**Raw data**
-=-=-=-=-

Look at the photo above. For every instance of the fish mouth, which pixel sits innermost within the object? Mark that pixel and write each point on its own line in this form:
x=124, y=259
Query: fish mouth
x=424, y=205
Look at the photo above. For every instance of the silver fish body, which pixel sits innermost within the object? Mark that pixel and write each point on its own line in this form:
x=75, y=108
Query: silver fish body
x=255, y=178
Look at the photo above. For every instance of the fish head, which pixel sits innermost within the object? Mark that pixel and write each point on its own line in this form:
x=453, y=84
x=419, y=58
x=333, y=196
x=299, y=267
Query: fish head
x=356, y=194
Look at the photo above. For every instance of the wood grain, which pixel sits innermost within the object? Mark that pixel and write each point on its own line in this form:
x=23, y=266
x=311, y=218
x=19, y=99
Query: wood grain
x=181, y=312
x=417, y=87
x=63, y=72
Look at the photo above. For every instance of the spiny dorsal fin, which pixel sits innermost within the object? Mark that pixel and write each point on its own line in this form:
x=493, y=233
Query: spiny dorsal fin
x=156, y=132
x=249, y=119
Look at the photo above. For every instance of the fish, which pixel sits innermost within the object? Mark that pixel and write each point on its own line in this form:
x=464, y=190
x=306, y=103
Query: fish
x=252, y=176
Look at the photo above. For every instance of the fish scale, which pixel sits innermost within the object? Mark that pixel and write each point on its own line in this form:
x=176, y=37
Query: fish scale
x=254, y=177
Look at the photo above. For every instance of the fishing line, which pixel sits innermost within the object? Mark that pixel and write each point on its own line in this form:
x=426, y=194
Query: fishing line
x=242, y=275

-=-=-=-=-

**Your instructions**
Starting at the line that has "fish head, which" and stopping after the line that has "x=356, y=194", reproduce those lines in full, requests included. Raise every x and y coordinate in the answers by 9 and leave all other numbers unchanged.

**Exercise response**
Look at the photo above. For every instance of the fish head, which pixel sits innermost within the object? Mark that pixel and write each point on its own line in this form:
x=453, y=84
x=419, y=58
x=333, y=196
x=299, y=267
Query: fish head
x=365, y=203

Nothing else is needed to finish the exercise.